CONSIGNES >>
1. Répondez à ces questions sur le texte cité :
(a) Que désigne le sigle Byod ?
(b) En 2012, quelle proportion des salariés utilisant des terminaux mobiles intelligents dans le cadre professionnel avaient recours à leur matériel personnel ?
(c) Quelle fonction le texte cité attribue-t-il à Charles-Henri Besseyre des Horts ?
2. Quelles lignes des enregistrements contiennent le mot « stone » ? Renvoyez-les toutes.

TEXTE CITÉ >>
==============================
Crédit photo JOSÉ GARCIA LOPEZ

L’utilisation de terminaux mobiles personnels dans le cadre professionnel (Byod pour Bring your own device) gagne du terrain. Cette pratique comporte certains risques pour les collaborateurs et pour les employeurs. Faute d’un cadre juridique précis, ces derniers ont tout intérêt à fixer eux-mêmes les règles du jeu.

C’est une lame de fond pour certains, une vaguelette pour les autres. En 2012, la moitié des salariés utilisant des terminaux mobiles intelligents dans le cadre professionnel avaient recours à leur matériel personnel. Et 71 % des collaborateurs utilisaient aussi à titre professionnel des applications non mises à disposition par leur entreprise. C’est du moins ce que révèle une étude (1) de Markess international selon laquelle, en revanche, moins de 20 % des décideurs RH voient dans les usages mobiles des projets innovants à mener d’ici à 2014. Une attitude en décalage avec l’énorme succès grand public des smartphones et tablettes numériques. « Les digital natives ne voient pas pourquoi, une fois dans l’entreprise, ils ne pourraient pas travailler avec des outils aussi performants que les leurs », constate Charles-Henri Besseyre des Horts, professeur à HEC.
==============================
LISTE DES ENREGISTREMENTS >>
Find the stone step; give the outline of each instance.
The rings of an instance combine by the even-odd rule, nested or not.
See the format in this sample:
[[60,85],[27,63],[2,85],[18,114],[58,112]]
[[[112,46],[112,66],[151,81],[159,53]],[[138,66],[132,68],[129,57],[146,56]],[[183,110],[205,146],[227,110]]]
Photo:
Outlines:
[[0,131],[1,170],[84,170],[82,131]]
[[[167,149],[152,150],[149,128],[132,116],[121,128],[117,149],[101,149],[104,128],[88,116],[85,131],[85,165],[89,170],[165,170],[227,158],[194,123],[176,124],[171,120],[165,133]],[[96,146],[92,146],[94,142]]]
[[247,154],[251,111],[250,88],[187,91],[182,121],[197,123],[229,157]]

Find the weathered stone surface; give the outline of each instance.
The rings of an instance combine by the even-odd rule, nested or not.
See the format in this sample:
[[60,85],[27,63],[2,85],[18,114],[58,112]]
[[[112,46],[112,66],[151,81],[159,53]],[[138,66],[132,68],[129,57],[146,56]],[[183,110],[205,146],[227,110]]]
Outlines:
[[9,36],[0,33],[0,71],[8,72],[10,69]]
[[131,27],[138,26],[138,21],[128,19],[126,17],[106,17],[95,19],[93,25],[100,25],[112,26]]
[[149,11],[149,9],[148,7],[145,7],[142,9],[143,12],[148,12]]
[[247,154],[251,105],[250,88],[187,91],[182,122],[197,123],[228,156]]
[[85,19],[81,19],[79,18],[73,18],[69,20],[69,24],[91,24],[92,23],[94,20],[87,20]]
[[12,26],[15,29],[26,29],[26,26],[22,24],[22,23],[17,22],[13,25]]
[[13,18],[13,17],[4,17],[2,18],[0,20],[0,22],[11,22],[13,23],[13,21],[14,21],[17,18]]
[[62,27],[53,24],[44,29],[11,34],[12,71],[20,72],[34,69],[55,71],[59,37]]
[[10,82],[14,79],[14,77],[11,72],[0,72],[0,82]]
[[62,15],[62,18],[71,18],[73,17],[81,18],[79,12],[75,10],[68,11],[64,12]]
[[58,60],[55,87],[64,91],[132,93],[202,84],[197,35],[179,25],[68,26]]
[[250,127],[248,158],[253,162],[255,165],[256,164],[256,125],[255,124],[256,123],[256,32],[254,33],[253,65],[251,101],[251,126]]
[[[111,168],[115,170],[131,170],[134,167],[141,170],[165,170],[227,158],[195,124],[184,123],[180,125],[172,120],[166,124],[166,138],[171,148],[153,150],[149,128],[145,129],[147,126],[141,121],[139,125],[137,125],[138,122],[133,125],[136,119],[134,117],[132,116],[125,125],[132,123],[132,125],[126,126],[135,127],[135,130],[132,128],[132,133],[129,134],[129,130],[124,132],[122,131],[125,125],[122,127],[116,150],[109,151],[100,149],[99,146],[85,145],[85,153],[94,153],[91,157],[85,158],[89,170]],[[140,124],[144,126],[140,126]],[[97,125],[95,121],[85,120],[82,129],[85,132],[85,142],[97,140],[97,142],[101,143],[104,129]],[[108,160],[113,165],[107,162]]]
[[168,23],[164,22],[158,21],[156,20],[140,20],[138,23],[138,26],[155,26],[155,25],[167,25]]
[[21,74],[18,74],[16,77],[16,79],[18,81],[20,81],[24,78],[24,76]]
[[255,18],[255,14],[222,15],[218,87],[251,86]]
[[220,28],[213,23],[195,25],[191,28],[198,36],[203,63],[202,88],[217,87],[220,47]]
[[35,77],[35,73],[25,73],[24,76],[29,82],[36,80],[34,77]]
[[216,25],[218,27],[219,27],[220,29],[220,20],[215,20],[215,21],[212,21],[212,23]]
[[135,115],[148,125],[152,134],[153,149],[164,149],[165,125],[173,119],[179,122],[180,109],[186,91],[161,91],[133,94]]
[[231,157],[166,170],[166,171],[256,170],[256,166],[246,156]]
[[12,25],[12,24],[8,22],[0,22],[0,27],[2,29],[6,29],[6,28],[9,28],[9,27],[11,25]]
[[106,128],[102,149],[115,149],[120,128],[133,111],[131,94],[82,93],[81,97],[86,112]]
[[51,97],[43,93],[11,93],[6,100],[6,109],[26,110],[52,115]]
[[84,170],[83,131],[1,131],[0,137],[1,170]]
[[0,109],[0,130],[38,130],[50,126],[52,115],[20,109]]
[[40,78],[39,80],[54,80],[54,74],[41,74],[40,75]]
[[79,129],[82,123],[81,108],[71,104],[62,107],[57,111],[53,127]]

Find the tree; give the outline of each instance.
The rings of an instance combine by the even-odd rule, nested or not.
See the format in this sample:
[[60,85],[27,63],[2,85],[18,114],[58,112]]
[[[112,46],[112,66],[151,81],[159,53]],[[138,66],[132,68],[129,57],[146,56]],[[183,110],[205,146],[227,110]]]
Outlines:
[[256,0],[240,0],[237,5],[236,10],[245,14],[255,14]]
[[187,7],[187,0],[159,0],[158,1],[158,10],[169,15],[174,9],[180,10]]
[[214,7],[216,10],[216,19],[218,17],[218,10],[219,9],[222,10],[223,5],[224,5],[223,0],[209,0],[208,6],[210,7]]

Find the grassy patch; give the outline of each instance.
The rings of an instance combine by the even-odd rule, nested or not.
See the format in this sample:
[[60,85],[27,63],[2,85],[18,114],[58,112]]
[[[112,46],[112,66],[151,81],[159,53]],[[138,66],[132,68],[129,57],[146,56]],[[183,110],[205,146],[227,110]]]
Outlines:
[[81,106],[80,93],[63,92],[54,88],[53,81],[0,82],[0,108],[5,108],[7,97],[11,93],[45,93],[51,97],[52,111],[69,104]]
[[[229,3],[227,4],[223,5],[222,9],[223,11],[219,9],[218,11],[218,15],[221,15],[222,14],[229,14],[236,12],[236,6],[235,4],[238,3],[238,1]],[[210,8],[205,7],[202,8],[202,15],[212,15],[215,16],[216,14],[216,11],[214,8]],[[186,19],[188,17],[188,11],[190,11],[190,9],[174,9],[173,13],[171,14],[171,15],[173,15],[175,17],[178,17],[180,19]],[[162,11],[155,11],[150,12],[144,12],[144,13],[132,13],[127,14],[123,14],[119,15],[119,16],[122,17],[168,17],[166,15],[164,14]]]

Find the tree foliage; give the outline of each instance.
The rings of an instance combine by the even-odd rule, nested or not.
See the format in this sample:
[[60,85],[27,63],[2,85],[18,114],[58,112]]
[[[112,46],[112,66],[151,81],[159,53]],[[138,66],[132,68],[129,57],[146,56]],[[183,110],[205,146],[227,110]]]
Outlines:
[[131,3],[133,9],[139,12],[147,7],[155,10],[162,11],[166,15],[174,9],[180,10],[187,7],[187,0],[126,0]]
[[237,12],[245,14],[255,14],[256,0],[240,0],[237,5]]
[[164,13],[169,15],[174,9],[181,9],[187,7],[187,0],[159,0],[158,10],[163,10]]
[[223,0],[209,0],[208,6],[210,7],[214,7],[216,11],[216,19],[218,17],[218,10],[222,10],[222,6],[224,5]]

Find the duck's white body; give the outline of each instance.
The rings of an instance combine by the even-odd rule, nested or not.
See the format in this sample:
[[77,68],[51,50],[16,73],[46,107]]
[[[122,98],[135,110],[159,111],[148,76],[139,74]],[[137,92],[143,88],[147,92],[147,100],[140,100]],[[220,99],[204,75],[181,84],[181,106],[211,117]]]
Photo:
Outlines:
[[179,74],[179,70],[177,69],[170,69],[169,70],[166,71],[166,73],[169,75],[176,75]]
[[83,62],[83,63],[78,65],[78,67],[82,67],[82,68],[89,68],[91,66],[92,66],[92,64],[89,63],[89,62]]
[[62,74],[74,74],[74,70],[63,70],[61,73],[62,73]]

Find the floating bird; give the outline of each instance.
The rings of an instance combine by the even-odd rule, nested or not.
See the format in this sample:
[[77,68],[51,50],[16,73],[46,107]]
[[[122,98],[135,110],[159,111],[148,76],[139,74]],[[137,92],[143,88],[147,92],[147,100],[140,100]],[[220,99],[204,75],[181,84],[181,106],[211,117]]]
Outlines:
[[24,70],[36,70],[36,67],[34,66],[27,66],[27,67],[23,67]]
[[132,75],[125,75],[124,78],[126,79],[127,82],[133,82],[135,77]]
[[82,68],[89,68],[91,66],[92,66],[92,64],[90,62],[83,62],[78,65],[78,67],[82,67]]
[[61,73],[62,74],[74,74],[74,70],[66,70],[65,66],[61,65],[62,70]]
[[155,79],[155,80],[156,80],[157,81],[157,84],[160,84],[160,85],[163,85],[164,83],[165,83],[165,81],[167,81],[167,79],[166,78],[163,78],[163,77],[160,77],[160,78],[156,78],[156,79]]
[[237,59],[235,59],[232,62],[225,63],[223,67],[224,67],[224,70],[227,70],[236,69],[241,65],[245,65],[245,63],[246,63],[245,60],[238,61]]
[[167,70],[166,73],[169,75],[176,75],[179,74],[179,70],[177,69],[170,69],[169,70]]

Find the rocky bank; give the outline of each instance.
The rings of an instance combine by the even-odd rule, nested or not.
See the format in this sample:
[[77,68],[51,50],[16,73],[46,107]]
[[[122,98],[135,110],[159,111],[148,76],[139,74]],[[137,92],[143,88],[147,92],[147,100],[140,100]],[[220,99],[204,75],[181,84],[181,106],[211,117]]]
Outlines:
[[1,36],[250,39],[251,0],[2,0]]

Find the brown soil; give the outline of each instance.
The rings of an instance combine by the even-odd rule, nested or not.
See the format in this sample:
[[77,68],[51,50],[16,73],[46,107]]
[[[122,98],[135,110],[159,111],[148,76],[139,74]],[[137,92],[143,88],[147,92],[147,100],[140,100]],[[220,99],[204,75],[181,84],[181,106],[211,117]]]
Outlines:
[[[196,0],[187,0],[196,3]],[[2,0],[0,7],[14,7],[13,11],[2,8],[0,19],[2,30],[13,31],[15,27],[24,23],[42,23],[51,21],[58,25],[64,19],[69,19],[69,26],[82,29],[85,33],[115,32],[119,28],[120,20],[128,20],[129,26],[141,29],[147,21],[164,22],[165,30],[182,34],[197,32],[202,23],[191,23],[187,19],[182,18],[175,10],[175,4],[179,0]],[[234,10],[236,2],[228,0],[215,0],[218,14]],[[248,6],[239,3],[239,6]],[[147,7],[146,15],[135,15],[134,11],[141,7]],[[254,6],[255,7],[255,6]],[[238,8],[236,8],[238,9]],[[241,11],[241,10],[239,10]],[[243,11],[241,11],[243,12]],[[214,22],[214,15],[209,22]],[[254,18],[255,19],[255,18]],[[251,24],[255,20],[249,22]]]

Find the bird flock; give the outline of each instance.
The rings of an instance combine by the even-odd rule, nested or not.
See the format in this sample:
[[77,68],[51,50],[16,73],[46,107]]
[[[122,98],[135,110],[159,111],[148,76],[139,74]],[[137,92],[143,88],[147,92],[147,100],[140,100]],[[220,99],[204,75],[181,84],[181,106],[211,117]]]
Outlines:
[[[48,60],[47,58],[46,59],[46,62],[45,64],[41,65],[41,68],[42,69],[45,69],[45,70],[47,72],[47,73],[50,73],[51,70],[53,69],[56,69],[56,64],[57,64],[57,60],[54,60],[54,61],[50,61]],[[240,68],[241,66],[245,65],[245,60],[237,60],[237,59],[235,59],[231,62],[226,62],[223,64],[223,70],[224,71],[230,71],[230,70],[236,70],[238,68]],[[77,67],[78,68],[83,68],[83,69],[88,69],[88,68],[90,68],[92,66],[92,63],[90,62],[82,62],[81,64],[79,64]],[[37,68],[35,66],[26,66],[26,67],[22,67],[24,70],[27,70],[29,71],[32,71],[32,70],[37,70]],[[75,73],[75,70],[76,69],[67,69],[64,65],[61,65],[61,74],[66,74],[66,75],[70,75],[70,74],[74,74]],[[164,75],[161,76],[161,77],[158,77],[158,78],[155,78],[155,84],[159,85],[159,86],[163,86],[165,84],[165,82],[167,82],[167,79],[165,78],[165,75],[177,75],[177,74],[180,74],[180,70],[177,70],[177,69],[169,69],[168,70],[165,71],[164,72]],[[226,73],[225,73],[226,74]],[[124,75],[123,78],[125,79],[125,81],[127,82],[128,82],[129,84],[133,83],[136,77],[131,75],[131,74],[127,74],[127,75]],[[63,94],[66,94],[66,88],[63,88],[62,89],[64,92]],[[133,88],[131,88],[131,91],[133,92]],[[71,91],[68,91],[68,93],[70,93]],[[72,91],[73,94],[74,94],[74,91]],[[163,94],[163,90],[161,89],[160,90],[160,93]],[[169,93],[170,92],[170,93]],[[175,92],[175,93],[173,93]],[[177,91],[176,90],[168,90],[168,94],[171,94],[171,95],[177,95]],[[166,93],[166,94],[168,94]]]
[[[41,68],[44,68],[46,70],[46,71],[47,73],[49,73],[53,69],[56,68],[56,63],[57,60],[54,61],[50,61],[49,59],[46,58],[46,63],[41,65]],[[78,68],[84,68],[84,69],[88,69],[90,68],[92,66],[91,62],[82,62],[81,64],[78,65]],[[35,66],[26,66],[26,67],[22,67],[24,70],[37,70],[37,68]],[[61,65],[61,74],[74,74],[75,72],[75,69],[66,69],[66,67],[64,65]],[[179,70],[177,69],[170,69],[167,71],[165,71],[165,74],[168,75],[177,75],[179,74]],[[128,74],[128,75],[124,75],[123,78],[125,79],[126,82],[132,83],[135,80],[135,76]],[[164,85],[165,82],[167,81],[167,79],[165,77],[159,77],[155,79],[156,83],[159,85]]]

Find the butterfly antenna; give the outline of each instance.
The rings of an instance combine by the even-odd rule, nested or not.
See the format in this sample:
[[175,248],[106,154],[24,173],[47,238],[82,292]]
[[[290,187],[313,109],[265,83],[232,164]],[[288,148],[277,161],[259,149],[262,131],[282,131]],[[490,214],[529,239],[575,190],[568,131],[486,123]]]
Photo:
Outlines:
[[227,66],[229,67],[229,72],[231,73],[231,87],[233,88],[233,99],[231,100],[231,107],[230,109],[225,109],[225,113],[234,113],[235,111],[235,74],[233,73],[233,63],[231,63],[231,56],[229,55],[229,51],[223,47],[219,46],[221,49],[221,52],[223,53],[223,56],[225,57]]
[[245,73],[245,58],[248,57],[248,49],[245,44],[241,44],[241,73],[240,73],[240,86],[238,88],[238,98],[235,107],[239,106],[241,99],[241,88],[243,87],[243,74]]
==============================
CORRIGÉS >>
1.
(a) Bring your own device, soit l'utilisation de terminaux mobiles personnels dans le cadre professionnel.
(b) La moitié.
(c) Professeur à HEC.

2.
Find the stone step; give the outline of each instance.
Find the weathered stone surface; give the outline of each instance.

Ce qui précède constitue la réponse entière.